The answer must be every line of the records below that contains the word "brick".
** INFORMATION SUPPLIED follows **
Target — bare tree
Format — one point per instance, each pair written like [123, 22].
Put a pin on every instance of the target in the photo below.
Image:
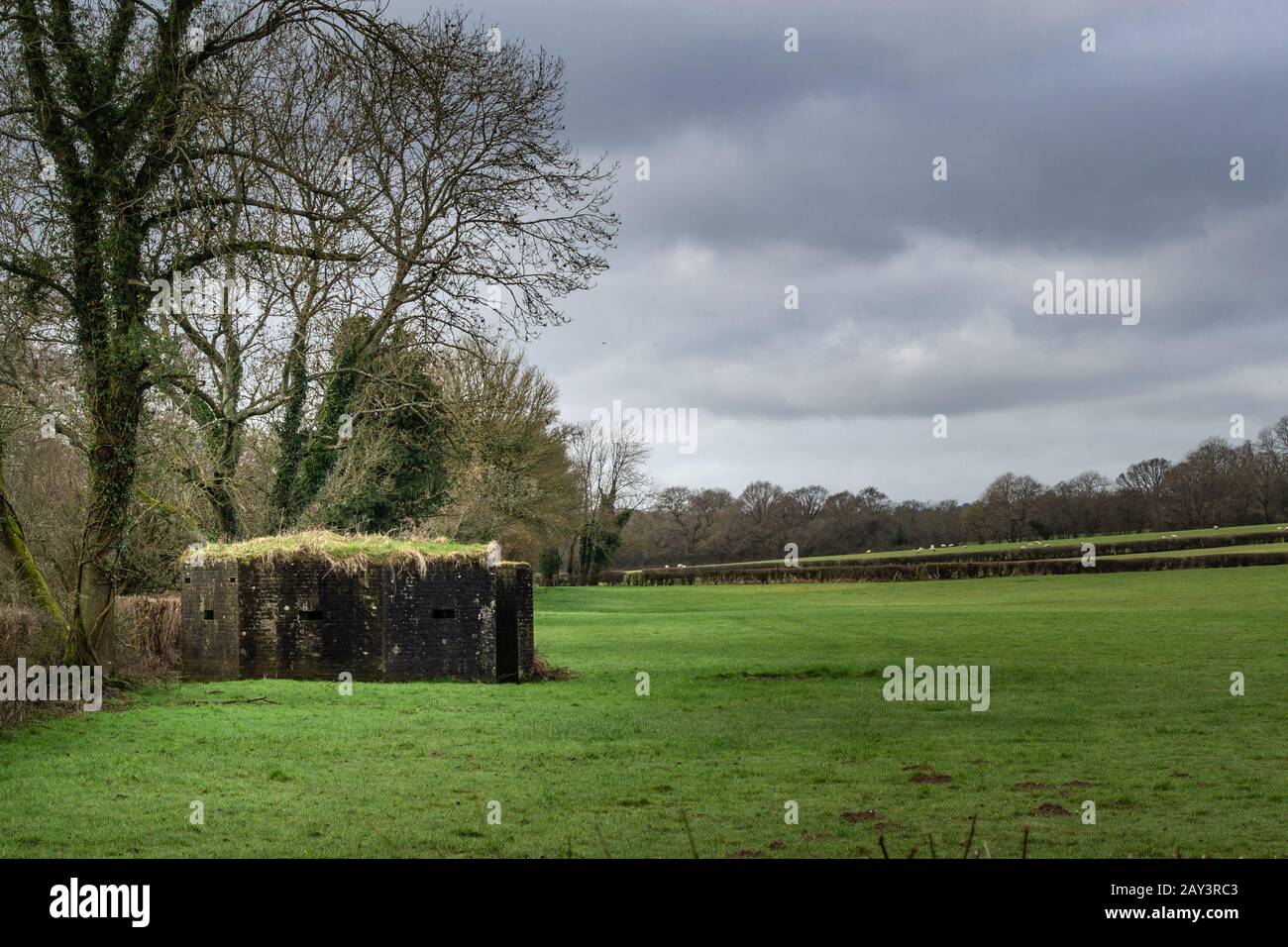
** End of INFORMATION SUPPLIED **
** INFORMATION SUPPLIED follows **
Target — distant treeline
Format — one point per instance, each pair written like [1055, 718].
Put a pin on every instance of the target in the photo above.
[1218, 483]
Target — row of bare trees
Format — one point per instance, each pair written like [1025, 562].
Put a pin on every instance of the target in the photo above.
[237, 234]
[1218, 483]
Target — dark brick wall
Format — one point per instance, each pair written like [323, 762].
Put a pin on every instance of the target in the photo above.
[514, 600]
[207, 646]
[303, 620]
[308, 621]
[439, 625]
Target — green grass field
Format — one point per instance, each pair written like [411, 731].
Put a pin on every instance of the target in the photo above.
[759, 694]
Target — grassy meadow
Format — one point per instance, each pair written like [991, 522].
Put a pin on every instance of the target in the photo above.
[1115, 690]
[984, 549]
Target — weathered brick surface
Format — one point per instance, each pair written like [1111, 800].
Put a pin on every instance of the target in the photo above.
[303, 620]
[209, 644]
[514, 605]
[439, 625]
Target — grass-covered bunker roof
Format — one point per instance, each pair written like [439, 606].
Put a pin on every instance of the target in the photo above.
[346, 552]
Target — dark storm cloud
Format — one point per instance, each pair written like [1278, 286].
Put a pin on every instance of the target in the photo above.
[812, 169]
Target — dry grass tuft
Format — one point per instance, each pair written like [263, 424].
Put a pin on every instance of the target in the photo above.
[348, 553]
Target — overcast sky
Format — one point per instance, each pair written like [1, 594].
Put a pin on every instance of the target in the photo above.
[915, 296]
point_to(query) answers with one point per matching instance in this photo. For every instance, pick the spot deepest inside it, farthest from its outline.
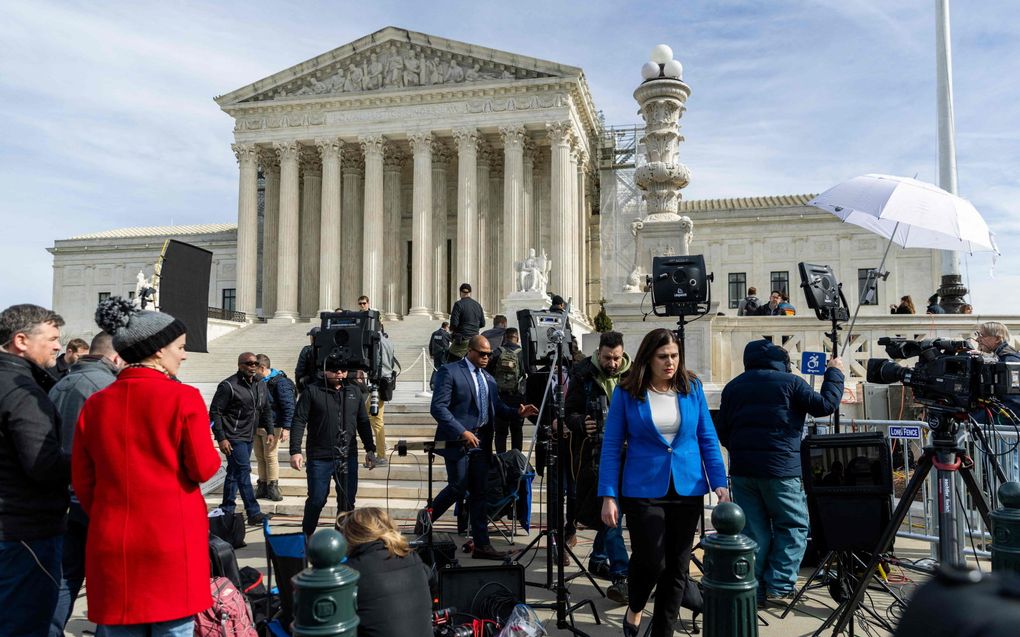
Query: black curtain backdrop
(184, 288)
** End of INFORMATION SUPPLIED **
** INFORMATION SUPPLIED follows **
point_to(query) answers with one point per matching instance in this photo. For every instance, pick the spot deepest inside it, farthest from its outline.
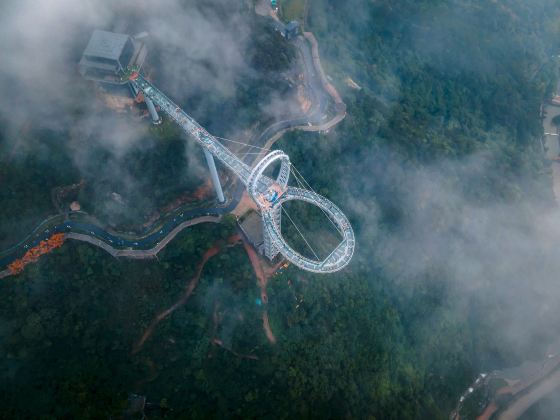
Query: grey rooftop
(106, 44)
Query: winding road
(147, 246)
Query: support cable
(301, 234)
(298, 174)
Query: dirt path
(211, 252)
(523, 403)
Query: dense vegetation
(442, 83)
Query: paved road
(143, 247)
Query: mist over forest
** End of INFORMATION SUPPLIED **
■ TASK OUTPUT
Target — dark brick wall
Target — weathered brick surface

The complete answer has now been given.